→ **WORK REQUEST**
Count the lines in the material below that contain the string "this", treating uppercase and lowercase as different, and give only that number.

──────

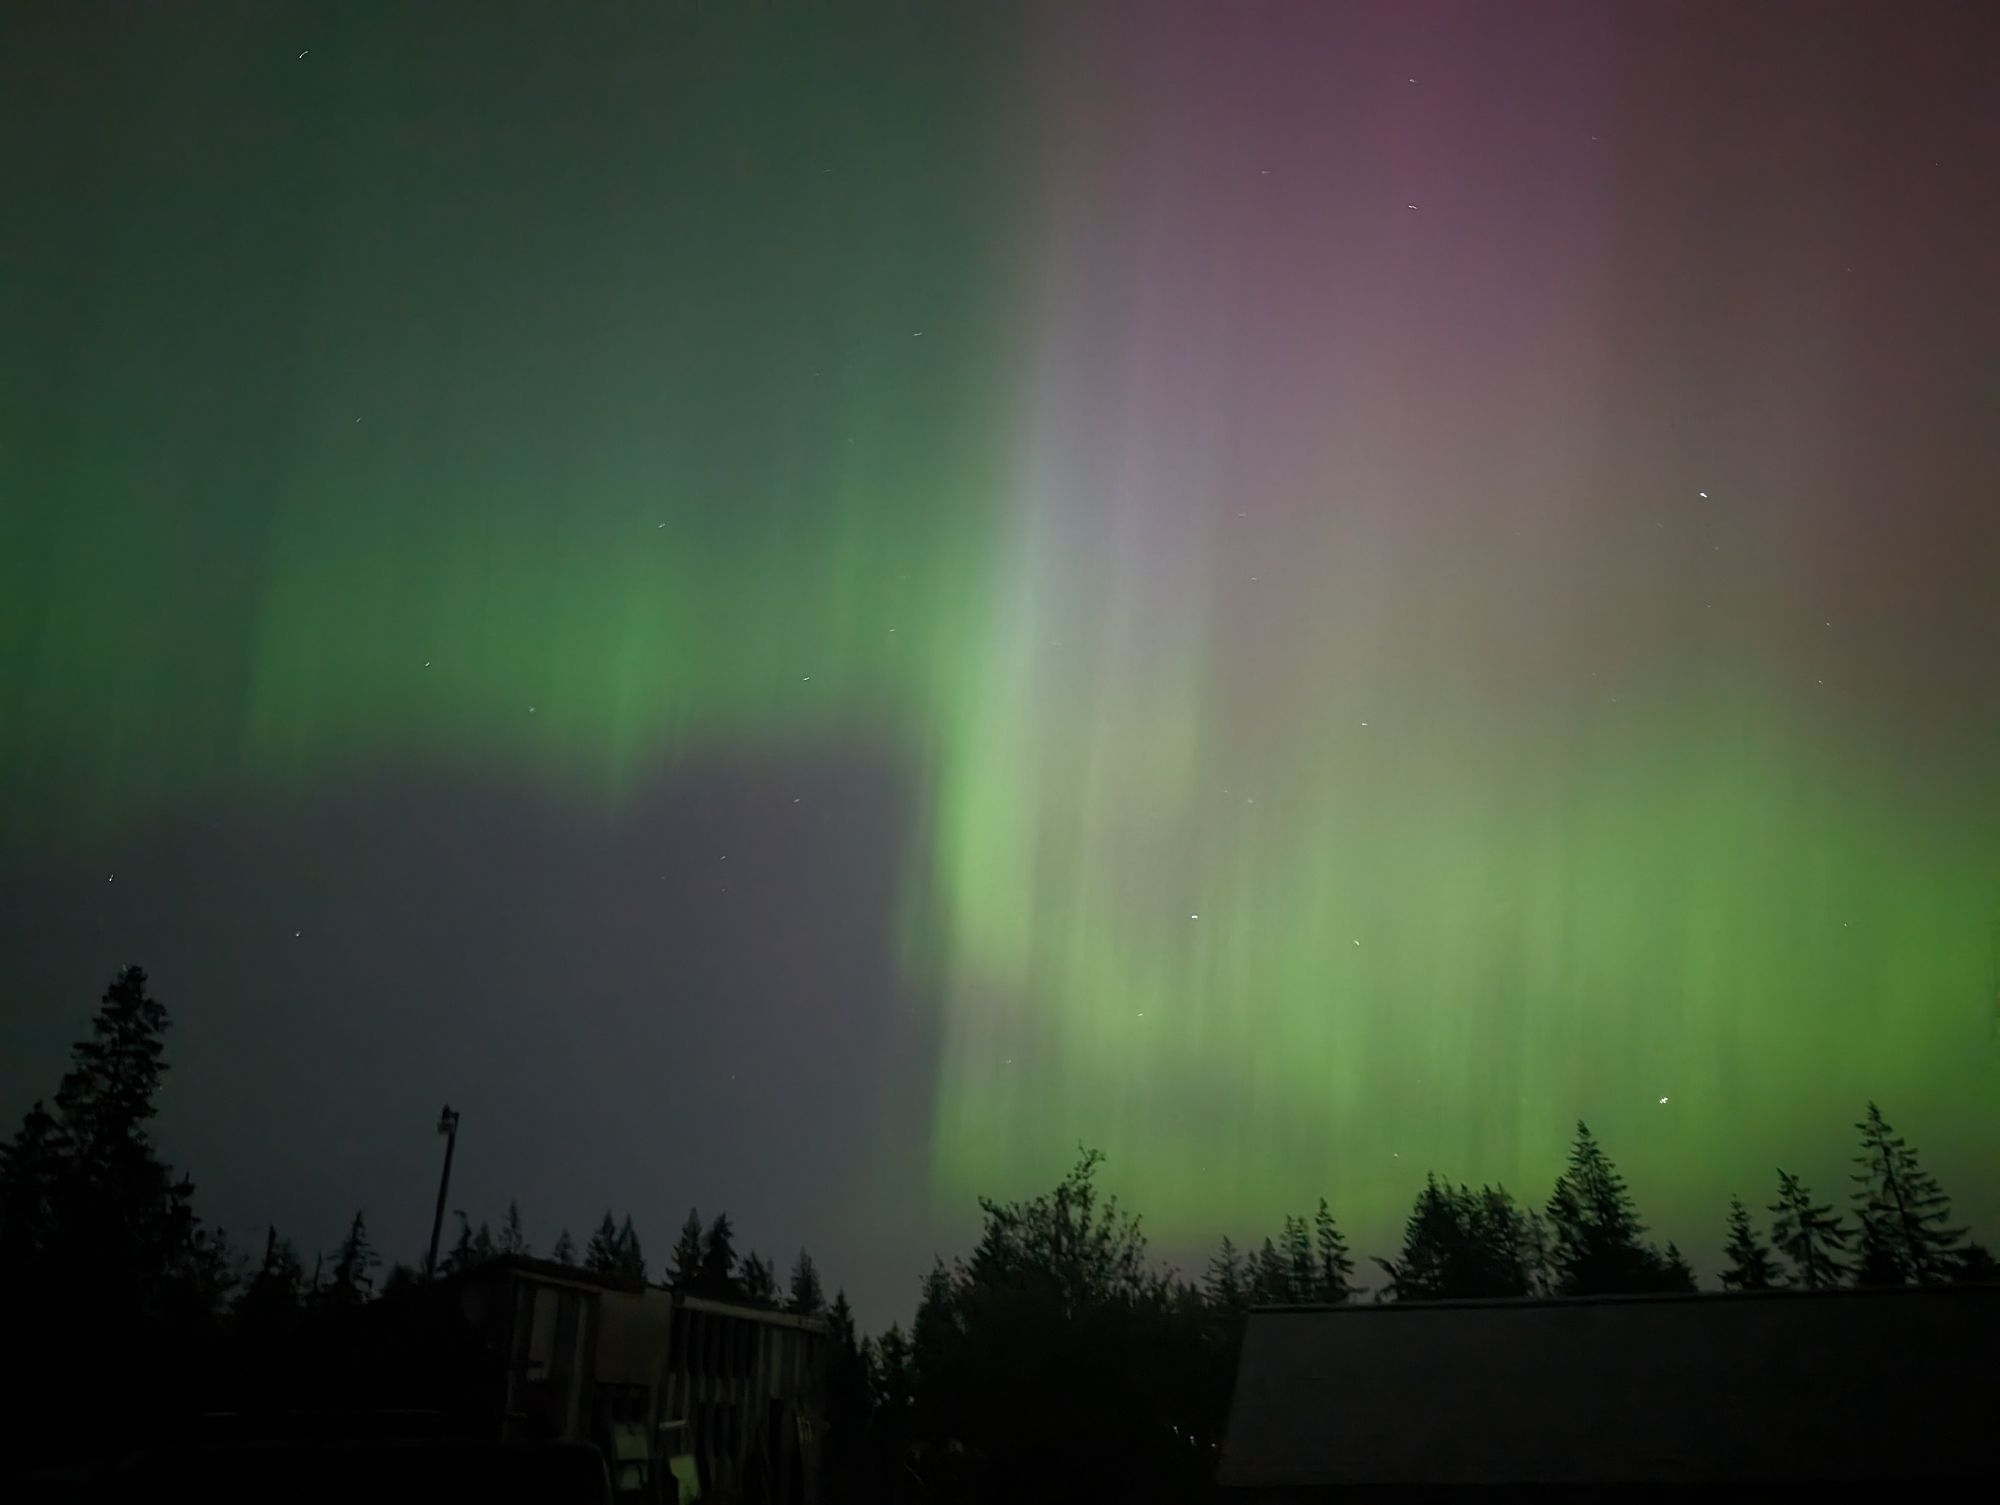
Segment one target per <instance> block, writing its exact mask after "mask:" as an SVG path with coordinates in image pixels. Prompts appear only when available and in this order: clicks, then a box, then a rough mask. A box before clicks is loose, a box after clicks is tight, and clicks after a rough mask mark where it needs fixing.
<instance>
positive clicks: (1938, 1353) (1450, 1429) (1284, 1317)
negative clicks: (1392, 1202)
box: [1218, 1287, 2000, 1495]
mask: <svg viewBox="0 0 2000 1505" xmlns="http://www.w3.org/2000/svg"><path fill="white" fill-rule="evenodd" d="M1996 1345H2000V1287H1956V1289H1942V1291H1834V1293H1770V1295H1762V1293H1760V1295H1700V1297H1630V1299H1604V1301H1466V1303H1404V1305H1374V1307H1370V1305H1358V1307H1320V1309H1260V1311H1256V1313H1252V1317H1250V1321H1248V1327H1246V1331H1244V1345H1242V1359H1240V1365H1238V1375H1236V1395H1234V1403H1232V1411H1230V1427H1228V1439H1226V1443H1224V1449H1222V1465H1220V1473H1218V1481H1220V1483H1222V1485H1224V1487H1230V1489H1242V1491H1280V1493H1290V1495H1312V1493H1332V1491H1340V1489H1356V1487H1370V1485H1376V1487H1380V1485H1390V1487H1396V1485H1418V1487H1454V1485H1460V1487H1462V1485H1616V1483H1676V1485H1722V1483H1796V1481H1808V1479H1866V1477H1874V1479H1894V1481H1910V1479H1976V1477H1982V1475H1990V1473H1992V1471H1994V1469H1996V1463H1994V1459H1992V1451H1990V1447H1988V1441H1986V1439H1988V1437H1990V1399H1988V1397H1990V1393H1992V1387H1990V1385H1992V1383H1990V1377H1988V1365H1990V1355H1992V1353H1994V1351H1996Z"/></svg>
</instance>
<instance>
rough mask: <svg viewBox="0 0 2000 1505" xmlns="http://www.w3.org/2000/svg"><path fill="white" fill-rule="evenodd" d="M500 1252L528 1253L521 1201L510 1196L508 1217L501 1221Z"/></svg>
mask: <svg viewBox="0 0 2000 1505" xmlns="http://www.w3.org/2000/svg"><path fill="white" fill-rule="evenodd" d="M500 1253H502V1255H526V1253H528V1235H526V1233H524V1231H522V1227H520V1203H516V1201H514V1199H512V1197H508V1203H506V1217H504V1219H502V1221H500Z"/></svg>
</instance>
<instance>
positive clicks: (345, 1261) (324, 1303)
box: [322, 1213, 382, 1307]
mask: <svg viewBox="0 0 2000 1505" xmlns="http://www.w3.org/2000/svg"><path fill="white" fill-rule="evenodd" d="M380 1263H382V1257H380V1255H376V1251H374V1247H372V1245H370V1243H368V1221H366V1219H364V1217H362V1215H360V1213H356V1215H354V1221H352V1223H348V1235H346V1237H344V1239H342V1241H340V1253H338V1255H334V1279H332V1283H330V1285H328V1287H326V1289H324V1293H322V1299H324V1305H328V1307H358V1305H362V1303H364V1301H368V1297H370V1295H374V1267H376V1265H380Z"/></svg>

──────

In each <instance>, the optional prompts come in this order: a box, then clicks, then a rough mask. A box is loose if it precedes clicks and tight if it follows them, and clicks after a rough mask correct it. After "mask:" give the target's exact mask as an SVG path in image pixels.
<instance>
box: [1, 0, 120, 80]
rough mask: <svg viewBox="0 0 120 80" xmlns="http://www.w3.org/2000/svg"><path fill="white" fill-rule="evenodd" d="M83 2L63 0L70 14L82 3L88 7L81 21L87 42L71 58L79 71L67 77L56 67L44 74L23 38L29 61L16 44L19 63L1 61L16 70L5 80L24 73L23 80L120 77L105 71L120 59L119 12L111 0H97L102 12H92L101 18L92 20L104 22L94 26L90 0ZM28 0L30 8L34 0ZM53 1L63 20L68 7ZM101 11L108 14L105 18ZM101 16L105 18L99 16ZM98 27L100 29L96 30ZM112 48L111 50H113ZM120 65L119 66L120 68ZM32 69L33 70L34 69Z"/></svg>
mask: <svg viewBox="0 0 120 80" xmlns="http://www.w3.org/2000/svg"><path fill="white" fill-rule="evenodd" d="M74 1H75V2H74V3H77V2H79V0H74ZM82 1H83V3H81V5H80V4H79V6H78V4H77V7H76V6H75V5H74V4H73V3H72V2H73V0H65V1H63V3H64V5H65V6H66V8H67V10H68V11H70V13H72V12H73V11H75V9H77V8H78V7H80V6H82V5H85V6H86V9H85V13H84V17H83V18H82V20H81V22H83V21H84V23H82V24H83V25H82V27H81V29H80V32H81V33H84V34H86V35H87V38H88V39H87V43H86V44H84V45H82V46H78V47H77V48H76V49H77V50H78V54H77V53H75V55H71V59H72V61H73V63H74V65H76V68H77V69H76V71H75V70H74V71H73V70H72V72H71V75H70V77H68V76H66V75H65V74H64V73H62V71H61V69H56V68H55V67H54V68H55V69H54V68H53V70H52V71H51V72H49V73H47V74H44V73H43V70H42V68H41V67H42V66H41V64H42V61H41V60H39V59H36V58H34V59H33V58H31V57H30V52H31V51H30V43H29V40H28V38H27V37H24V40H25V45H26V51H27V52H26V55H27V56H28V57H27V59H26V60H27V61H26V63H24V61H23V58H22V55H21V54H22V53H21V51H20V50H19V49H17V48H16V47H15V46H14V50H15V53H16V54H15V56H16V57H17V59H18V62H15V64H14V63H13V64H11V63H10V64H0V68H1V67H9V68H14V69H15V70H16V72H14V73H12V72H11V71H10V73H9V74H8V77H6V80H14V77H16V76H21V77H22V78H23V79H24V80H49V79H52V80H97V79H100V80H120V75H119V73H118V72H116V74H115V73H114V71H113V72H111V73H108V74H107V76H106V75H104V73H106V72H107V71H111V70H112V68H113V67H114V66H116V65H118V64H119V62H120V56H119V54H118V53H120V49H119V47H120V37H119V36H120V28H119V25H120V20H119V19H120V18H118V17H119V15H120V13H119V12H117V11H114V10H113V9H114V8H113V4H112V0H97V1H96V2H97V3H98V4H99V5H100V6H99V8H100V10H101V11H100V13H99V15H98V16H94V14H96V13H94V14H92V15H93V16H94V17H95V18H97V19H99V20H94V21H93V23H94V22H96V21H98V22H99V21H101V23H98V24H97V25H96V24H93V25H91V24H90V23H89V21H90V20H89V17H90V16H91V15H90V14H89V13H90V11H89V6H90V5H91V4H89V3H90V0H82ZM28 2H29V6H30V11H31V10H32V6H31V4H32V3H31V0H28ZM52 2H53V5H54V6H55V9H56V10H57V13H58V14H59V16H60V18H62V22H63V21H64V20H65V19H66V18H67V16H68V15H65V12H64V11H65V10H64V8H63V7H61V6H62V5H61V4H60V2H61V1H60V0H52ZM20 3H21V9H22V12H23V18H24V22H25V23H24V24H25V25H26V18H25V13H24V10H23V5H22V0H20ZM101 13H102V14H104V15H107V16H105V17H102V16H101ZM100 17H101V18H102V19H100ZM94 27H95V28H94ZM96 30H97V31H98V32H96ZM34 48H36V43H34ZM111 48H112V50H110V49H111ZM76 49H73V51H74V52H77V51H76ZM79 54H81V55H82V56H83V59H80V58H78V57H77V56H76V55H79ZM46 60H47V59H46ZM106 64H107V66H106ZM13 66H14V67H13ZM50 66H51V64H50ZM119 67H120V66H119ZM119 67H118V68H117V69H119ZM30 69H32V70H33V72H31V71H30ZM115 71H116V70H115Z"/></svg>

──────

→ **ANSWER BOX**
2